▶ [What is required]:
Return each line of the material verbatim.

Records from an annotation dataset:
◇ ◇ ◇ ◇ ◇ ◇ ◇

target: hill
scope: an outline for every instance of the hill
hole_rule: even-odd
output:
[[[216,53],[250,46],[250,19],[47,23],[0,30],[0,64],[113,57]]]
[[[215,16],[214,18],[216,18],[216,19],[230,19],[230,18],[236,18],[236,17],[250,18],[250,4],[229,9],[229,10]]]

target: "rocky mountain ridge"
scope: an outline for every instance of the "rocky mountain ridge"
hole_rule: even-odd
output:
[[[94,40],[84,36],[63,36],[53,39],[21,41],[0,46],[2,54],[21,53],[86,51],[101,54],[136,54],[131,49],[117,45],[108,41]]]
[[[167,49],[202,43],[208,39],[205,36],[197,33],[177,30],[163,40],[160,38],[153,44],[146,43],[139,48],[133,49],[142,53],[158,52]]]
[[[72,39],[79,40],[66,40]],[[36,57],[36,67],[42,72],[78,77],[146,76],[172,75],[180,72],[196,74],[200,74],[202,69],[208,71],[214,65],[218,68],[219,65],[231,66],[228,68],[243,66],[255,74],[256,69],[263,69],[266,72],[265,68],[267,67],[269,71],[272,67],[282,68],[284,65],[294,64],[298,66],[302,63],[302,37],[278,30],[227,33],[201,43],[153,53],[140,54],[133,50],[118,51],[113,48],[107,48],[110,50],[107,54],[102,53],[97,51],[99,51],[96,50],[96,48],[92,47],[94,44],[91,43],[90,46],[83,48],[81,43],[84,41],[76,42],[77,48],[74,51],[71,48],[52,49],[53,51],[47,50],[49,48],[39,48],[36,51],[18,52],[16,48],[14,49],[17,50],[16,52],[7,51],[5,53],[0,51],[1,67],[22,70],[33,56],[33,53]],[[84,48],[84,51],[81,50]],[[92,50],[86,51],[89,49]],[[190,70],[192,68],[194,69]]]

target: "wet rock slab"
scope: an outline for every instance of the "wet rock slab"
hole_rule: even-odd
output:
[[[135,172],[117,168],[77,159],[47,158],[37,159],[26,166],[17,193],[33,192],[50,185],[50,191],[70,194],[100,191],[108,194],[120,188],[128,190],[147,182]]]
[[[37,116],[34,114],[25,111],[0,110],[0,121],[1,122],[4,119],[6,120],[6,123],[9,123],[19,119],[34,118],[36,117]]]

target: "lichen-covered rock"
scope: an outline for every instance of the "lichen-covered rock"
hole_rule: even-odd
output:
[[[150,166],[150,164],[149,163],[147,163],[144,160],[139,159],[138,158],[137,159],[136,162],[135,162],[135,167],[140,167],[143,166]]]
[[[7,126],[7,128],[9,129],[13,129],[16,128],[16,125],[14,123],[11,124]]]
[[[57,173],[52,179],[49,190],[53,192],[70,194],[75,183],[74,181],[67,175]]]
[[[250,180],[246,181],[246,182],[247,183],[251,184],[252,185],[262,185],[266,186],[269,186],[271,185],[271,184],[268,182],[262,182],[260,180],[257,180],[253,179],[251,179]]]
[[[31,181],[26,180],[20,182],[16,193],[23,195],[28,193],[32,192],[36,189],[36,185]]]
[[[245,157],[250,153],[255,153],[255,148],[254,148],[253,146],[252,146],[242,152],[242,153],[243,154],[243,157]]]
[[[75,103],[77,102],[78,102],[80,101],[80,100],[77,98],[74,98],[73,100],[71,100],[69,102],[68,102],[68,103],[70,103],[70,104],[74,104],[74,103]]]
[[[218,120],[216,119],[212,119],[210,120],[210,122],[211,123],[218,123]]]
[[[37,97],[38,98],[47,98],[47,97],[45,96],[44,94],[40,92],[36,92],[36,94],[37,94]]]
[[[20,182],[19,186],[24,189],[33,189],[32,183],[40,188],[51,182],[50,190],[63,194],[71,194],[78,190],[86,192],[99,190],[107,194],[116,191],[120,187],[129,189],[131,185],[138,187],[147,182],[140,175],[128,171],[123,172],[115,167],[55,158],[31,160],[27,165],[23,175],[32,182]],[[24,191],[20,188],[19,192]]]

◇ ◇ ◇ ◇ ◇ ◇ ◇

▶ [Solution to the exercise]:
target: hill
scope: an outline for every instance of the hill
hole_rule: even-odd
output:
[[[216,53],[250,46],[250,19],[47,23],[0,30],[0,64],[113,57]]]
[[[215,16],[214,18],[216,18],[216,19],[230,19],[230,18],[236,18],[236,17],[250,18],[250,4],[229,9],[229,10]]]

target: "rocky mountain ridge"
scope: an outline for every instance of the "rocky mountain ridge"
hole_rule: even-odd
output:
[[[94,40],[84,36],[63,36],[53,39],[21,41],[0,46],[2,54],[21,53],[86,51],[101,54],[136,54],[131,49],[117,45],[108,41]]]
[[[167,49],[202,43],[208,39],[205,36],[197,33],[177,30],[163,40],[160,38],[153,44],[146,43],[139,48],[133,49],[142,53],[158,52]]]
[[[72,39],[79,40],[66,40]],[[36,57],[36,67],[42,72],[78,77],[146,76],[172,75],[180,72],[196,74],[200,74],[202,69],[208,71],[214,65],[218,68],[219,65],[231,66],[228,68],[243,66],[255,74],[256,69],[263,69],[266,72],[265,68],[267,67],[269,71],[272,67],[282,68],[284,65],[294,64],[298,66],[302,63],[302,37],[278,30],[227,33],[201,43],[153,53],[140,54],[133,50],[118,51],[113,48],[107,48],[110,50],[107,54],[102,53],[97,51],[99,51],[96,50],[96,48],[92,47],[94,44],[91,43],[90,46],[83,48],[81,43],[84,41],[76,42],[77,48],[74,51],[71,48],[52,49],[53,51],[47,50],[49,48],[39,48],[36,51],[18,52],[16,48],[14,49],[17,50],[16,52],[7,51],[5,53],[0,51],[1,67],[22,70],[33,56],[33,53]],[[84,48],[84,51],[81,50]],[[92,50],[86,51],[89,49]],[[190,70],[192,68],[194,69]]]

target: "wet rock slab"
scope: an outline for every instance of the "wet rock slab"
hole_rule: even-odd
output:
[[[135,172],[117,168],[77,159],[47,158],[37,159],[26,166],[17,193],[33,192],[50,185],[50,191],[70,194],[100,191],[108,194],[120,188],[128,190],[147,182]]]
[[[37,116],[34,114],[25,111],[0,110],[0,121],[1,122],[4,119],[6,120],[6,123],[9,123],[19,119],[34,118],[36,117]]]

target: "lichen-covered rock"
scope: an outline for every instance of the "lichen-covered rock"
hole_rule: even-odd
output:
[[[150,166],[150,164],[149,163],[147,163],[144,160],[139,159],[138,158],[137,159],[136,162],[135,162],[135,167],[140,167],[143,166]]]
[[[7,126],[7,128],[9,129],[13,129],[16,128],[16,125],[14,123],[11,124]]]
[[[57,173],[52,179],[49,190],[53,192],[70,194],[75,183],[74,181],[67,175]]]
[[[250,180],[246,181],[246,182],[247,183],[251,184],[252,185],[262,185],[266,186],[269,186],[271,185],[271,184],[268,182],[262,182],[260,180],[257,180],[253,179],[251,179]]]
[[[31,181],[26,180],[20,182],[16,193],[23,195],[28,193],[32,192],[36,189],[36,185]]]
[[[245,157],[250,153],[255,153],[255,148],[254,148],[253,146],[252,146],[242,152],[242,153],[243,154],[243,157]]]
[[[75,103],[77,102],[78,102],[80,101],[80,100],[77,98],[74,98],[73,100],[71,100],[69,102],[68,102],[68,103],[70,103],[70,104],[74,104],[74,103]]]
[[[218,120],[216,119],[212,119],[210,120],[210,122],[211,123],[218,123]]]
[[[37,97],[38,98],[47,98],[47,97],[45,96],[44,94],[40,92],[36,92],[36,94],[37,94]]]
[[[20,182],[19,186],[24,189],[33,189],[32,183],[40,188],[51,182],[50,190],[63,194],[71,194],[78,190],[86,192],[99,190],[107,194],[116,191],[120,187],[129,189],[131,185],[138,187],[147,182],[140,175],[128,171],[123,172],[115,167],[55,158],[31,160],[27,165],[23,175],[32,182]],[[24,191],[20,188],[19,192]]]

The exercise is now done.